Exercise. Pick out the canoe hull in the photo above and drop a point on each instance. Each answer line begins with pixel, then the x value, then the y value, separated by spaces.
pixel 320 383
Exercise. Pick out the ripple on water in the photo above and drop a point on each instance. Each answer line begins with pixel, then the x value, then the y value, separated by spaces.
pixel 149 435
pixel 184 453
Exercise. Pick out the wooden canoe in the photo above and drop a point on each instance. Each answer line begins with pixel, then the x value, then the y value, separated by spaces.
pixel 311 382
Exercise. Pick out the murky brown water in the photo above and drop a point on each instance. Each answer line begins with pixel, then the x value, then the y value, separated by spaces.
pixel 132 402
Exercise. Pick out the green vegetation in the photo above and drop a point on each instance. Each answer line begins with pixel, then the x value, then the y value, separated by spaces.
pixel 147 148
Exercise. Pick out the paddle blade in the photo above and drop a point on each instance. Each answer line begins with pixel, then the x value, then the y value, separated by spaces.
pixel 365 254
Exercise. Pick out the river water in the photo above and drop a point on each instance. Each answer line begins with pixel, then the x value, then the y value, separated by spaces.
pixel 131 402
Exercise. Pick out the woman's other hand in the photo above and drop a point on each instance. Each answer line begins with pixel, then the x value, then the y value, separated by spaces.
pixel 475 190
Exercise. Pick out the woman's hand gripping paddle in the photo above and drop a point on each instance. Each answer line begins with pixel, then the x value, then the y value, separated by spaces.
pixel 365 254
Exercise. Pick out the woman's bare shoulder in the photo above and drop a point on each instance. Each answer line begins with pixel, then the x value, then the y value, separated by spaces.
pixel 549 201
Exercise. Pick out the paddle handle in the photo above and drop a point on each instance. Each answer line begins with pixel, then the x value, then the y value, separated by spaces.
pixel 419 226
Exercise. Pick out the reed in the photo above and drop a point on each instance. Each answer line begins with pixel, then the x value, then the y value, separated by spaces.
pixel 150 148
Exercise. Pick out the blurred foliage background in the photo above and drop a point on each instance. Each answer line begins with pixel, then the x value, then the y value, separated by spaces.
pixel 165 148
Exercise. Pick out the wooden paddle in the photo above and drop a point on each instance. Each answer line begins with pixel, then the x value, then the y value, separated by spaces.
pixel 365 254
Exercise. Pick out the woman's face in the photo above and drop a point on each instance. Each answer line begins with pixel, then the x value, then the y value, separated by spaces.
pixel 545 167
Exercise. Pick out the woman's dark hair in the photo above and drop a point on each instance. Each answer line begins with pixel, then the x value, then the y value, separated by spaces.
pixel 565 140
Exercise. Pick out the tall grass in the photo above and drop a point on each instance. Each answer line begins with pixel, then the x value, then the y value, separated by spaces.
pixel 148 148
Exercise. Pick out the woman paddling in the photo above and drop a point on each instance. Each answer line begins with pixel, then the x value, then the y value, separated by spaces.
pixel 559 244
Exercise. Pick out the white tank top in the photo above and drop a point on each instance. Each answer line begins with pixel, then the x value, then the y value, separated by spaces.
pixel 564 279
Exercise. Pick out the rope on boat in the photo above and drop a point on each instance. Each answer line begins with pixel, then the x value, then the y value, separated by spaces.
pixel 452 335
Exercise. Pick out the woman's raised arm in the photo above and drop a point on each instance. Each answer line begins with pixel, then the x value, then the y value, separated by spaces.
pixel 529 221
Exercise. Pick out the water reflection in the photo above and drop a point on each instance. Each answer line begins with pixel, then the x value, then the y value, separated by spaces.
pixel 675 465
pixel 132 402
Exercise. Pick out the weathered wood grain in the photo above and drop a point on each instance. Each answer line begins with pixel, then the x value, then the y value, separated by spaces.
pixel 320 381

Set problem
Copy out the rows above again without changes, from the line containing "Exercise. Pick out the tall" through the line containing "pixel 564 279", both included.

Solution
Exercise. Pick out the tall grass in the photo above and drop a point on each instance. Each answer line begins with pixel, then the x value, then the y value, separated by spaces.
pixel 148 148
Exercise. Pick out the woman paddling in the photo above and drop a point on each instance. Each answer line begins with pixel, then the x value, then the y value, separated by spaces.
pixel 559 244
Exercise. Pick out the white tank top in the photo above and drop a point on each instance. Each answer line begins with pixel, then the x value, then the y value, separated by spaces.
pixel 564 279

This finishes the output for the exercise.